**YOUR GOAL**
In the Milestones passage, what work did Perry Como leave in 1933?

**SOURCE PASSAGE**

Milestones
DIED. PERRY COMO, 87, honey-smoke baritone whose casually masculine, almost sleepy stylings rivaled Bing Crosby's and Frank Sinatra's at the top of pop charts in the 1940s and '50s; in Jupiter Inlet Beach Colony, Fla. The seventh son of a seventh son, Pierino Ronald Como left work as a barber in 1933 for a career of such easy-listening hits as Till the End of Time and It's Impossible. He was also host of a string of popular TV shows. He died six days short of his 88th birthday.
HOSPITALIZED. JANE SWIFT, 36, acting Republican Governor of Massachusetts, eight months into her pregnancy with twins; with early contractions; in Boston. Though Swift plans to continue running the state from bed, the Governor's Council voted 5 to 3 to ask the state supreme court about the constitutionality of her attending official meetings by speaker phone.

**DATA SUPPLIED**
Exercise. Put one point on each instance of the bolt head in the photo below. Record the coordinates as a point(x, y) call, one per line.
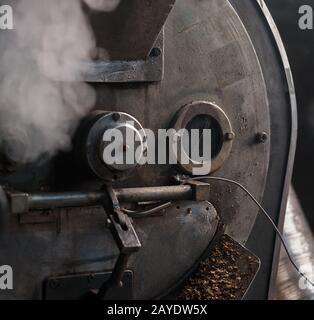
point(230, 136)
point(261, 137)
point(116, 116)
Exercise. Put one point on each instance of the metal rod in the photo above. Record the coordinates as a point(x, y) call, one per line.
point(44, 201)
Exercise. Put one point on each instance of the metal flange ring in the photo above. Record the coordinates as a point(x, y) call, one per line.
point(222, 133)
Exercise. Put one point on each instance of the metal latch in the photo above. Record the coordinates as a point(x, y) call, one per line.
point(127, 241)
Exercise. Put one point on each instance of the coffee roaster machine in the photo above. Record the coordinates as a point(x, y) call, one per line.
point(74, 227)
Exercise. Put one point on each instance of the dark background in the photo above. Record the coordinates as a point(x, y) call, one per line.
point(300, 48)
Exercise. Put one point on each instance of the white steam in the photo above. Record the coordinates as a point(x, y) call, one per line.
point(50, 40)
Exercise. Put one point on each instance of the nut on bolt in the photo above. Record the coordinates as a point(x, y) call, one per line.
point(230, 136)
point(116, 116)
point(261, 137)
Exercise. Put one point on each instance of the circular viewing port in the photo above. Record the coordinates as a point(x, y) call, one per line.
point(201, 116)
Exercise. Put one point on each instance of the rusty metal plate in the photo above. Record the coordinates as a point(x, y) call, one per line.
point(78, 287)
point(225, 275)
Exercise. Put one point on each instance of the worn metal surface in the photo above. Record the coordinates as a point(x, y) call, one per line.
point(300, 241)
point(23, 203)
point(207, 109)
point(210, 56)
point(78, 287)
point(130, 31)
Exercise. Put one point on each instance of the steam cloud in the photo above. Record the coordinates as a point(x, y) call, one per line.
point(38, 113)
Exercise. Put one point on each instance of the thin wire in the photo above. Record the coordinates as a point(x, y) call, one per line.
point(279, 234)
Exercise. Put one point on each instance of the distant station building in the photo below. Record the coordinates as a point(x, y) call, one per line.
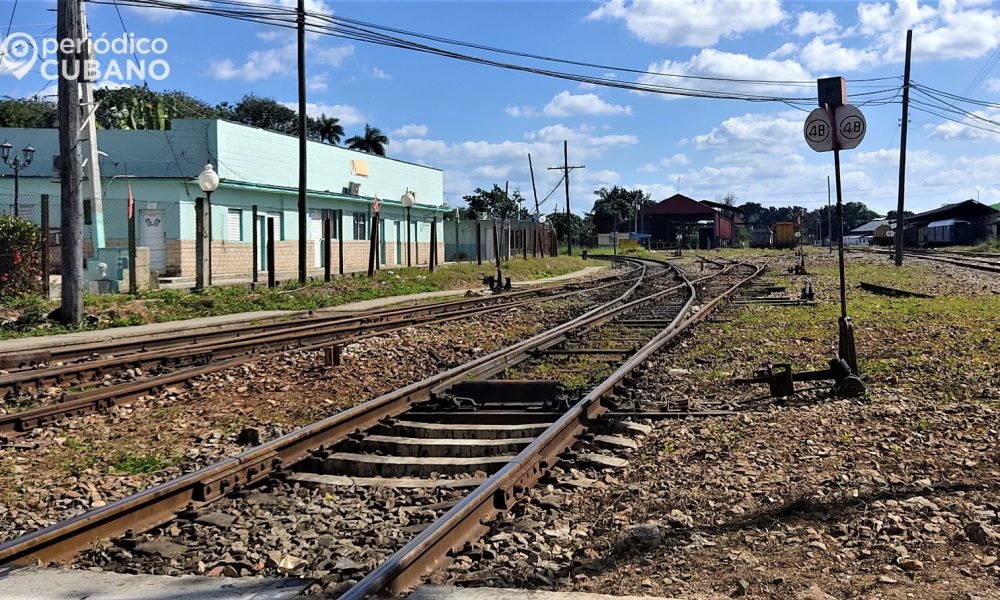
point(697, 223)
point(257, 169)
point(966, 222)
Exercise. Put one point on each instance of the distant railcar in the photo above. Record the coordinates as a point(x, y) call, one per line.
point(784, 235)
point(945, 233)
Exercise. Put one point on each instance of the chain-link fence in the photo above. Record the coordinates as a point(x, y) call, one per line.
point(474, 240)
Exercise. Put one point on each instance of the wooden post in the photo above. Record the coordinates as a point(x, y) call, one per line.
==
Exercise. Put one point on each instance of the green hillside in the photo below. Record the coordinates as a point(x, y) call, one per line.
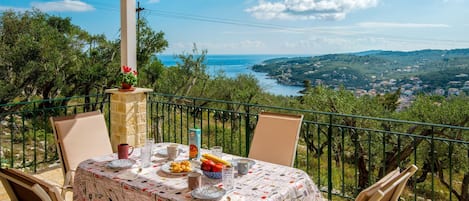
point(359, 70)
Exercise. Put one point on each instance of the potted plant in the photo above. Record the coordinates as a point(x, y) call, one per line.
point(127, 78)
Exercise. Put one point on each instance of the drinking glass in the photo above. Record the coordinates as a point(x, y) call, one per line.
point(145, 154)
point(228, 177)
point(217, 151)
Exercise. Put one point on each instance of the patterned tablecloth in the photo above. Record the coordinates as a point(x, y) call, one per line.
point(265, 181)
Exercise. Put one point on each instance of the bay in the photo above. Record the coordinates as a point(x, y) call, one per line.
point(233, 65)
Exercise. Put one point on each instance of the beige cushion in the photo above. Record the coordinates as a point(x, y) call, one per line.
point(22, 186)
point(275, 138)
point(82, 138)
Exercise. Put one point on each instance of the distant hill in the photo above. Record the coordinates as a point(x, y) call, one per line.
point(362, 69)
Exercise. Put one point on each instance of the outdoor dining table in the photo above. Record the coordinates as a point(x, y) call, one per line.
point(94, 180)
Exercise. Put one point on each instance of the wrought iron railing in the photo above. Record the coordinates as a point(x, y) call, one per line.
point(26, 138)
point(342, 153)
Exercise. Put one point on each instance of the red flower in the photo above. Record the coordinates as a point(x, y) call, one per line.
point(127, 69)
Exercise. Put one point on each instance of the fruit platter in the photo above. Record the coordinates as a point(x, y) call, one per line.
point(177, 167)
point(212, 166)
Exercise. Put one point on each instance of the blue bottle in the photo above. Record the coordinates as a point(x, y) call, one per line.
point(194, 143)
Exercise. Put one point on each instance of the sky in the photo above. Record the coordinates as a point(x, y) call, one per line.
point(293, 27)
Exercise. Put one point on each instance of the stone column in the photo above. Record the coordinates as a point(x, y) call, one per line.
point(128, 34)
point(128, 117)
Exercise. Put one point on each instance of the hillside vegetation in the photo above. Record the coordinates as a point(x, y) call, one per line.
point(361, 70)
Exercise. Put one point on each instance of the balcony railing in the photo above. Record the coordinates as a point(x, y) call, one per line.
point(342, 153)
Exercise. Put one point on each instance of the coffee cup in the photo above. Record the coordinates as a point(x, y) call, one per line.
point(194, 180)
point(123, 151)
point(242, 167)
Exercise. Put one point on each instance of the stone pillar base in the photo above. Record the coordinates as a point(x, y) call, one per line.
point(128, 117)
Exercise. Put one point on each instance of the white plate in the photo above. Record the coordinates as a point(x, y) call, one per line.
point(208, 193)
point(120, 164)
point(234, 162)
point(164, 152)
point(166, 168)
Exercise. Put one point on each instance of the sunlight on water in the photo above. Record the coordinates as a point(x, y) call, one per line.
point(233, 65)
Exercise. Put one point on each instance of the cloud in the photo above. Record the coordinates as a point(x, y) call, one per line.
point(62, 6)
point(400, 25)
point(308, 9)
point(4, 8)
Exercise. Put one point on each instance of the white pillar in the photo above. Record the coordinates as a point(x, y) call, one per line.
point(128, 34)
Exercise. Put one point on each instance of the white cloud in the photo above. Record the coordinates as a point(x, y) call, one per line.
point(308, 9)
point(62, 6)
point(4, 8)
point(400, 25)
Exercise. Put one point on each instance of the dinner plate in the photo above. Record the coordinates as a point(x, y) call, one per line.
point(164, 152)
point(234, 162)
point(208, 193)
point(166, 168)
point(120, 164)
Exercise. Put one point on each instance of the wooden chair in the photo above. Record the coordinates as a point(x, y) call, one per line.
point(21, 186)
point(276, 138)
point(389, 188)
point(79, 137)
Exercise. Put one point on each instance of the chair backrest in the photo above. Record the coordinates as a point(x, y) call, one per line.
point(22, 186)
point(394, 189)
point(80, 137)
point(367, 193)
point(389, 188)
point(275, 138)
---
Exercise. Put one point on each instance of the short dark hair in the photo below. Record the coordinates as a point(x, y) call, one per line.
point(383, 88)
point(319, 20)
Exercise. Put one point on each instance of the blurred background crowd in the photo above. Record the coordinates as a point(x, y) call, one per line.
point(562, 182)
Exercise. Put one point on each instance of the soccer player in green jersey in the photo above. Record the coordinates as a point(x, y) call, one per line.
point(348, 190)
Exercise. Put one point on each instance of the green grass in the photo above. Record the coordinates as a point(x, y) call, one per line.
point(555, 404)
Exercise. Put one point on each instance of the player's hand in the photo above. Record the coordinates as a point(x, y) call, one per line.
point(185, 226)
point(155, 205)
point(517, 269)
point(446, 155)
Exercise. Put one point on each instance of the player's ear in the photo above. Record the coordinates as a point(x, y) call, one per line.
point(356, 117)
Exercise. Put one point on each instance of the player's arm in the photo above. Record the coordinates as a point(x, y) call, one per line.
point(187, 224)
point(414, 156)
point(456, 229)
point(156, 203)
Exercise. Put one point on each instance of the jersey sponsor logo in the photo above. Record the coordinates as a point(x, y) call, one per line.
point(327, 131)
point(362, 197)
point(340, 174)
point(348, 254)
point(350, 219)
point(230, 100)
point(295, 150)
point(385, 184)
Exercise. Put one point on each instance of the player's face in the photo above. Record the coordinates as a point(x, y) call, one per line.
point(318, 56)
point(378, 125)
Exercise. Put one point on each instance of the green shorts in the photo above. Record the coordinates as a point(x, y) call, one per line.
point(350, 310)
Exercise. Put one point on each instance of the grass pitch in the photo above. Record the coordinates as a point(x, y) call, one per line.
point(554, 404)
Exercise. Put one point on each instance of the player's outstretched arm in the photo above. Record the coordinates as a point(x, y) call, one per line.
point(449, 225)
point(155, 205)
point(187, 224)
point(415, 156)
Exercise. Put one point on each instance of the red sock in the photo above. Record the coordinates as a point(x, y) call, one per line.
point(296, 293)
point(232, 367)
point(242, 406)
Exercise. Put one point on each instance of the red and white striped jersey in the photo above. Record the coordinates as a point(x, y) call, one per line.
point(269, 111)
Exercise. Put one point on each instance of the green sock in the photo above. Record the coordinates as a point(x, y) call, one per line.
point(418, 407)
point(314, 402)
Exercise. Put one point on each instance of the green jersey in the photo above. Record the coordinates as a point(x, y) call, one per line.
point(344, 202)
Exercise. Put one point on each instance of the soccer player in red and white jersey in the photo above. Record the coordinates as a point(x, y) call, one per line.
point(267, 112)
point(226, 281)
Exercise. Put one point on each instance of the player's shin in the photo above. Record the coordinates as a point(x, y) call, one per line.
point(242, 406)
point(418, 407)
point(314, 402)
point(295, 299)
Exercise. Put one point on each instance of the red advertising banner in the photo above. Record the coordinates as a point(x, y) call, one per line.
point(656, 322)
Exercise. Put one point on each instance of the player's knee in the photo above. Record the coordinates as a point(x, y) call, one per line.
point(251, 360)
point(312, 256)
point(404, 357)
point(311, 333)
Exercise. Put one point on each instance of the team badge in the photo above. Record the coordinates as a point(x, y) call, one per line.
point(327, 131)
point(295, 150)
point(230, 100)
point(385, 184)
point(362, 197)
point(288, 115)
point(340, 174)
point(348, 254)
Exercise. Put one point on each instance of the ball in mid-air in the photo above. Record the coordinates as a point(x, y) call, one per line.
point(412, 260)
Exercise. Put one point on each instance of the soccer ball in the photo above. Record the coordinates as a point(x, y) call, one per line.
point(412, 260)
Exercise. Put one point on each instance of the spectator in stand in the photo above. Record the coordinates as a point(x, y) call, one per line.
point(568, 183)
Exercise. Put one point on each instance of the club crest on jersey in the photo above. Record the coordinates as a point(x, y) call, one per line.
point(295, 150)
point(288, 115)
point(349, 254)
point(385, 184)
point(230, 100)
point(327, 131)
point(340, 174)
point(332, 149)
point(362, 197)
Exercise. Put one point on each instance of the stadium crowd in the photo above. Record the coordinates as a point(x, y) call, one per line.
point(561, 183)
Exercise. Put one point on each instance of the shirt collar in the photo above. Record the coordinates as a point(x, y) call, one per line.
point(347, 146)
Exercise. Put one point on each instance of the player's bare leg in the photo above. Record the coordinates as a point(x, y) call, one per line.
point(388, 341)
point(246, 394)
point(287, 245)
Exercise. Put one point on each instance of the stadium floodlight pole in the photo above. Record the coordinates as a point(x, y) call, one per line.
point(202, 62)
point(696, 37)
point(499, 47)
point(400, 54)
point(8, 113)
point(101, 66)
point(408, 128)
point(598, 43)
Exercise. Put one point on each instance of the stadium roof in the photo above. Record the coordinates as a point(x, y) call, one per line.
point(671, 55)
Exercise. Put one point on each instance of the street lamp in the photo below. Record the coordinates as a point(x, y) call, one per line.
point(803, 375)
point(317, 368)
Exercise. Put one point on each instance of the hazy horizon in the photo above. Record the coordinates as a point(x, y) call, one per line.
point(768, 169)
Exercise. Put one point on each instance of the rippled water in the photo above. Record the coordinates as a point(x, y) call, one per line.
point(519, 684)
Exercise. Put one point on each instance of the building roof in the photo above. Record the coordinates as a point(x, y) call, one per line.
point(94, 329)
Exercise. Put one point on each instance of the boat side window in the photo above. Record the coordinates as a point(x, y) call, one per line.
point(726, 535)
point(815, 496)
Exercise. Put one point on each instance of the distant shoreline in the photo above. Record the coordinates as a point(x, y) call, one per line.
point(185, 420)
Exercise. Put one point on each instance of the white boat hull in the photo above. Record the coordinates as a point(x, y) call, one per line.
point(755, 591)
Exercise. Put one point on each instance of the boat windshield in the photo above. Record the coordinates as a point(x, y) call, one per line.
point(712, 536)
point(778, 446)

**FINISHED EXERCISE**
He left work as a barber.